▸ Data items
## start

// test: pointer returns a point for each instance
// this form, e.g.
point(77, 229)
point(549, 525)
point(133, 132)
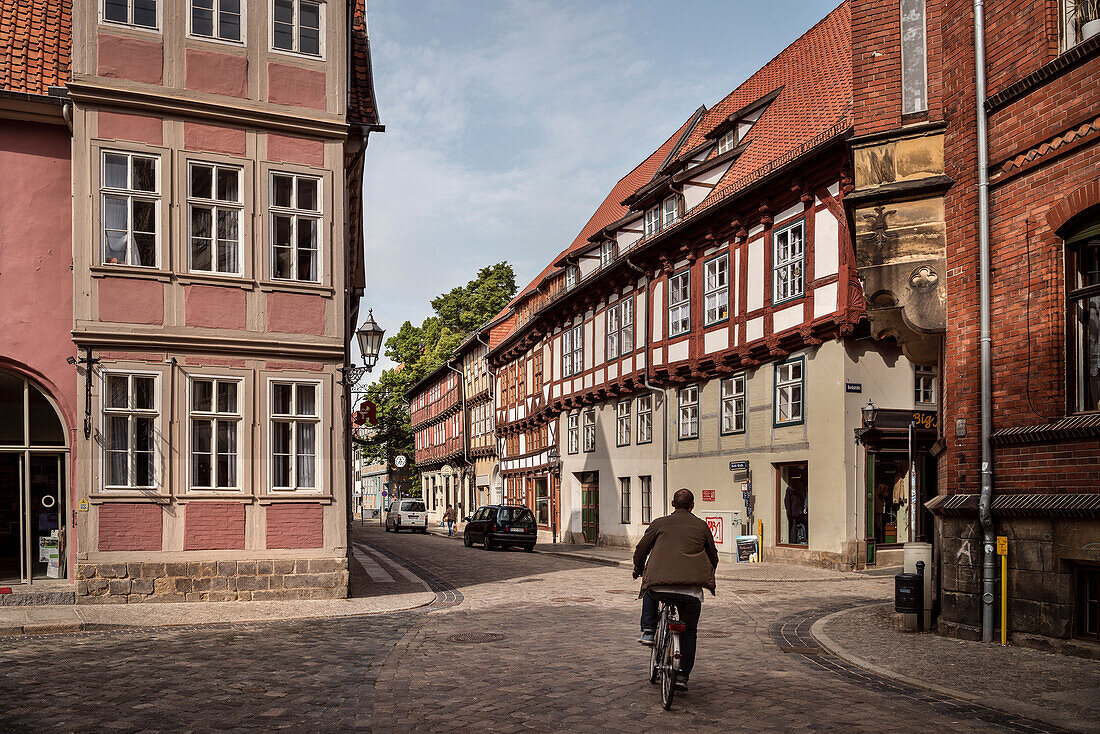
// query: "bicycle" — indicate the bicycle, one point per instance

## end

▸ Instruction
Reproduce every row above word for word, leaving out the pictures.

▸ Expected answer
// test: pointer returns a point for each instance
// this form, e.g.
point(77, 229)
point(549, 525)
point(133, 132)
// query: "bicycle" — indicate the bicycle, one point per instance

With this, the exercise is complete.